## START Input

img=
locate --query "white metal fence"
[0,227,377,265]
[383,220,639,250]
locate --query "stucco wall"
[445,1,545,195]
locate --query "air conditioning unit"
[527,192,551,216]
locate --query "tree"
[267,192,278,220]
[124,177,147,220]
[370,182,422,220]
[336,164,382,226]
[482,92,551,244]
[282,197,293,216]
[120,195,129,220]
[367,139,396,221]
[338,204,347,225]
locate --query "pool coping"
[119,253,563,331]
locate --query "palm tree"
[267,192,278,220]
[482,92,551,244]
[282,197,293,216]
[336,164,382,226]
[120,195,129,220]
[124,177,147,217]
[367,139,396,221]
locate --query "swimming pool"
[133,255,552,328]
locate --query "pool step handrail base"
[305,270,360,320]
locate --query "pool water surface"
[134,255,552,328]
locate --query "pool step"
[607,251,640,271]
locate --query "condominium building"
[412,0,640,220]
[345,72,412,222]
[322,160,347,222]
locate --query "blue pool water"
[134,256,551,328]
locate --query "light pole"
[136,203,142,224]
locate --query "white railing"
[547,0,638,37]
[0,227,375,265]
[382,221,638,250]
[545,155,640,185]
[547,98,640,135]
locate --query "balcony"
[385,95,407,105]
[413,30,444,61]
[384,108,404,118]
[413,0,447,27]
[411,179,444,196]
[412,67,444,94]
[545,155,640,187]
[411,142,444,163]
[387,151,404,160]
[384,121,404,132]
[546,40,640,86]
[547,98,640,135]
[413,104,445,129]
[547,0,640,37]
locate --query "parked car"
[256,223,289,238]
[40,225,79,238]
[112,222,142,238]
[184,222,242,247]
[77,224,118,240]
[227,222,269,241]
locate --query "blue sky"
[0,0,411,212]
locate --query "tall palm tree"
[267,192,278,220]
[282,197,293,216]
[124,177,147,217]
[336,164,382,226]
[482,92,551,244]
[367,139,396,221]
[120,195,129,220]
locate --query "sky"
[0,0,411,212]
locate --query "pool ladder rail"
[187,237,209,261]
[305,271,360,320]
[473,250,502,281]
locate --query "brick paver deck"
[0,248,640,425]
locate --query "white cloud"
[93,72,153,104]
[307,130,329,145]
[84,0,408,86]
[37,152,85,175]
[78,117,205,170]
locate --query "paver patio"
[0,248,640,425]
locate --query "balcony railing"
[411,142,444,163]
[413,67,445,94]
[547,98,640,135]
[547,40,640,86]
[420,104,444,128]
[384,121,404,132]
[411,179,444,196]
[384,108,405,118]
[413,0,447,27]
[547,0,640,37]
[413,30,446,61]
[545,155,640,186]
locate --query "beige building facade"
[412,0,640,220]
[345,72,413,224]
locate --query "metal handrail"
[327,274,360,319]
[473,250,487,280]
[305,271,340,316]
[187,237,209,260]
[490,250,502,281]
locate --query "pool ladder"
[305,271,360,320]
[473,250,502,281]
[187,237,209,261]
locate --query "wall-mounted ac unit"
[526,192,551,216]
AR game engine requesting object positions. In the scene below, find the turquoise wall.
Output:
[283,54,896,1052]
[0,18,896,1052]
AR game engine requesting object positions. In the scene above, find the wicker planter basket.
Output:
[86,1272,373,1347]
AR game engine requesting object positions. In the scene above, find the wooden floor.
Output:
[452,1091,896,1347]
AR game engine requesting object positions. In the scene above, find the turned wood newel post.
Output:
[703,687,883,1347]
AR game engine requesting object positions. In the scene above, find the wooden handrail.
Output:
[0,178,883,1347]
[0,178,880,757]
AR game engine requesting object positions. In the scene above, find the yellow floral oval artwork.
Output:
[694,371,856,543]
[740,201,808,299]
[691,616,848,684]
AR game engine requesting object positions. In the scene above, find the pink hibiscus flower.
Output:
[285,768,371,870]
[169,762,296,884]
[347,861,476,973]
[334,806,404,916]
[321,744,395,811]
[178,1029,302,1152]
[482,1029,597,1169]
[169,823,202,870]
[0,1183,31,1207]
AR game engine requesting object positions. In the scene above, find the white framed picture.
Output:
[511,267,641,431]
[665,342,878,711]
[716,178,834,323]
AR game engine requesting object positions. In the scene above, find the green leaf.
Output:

## END Input

### The task
Find each line above that contains the word "ladder" and copy it out in full.

### Expected output
locate --query "pool ladder rail"
locate --query "pool ladder"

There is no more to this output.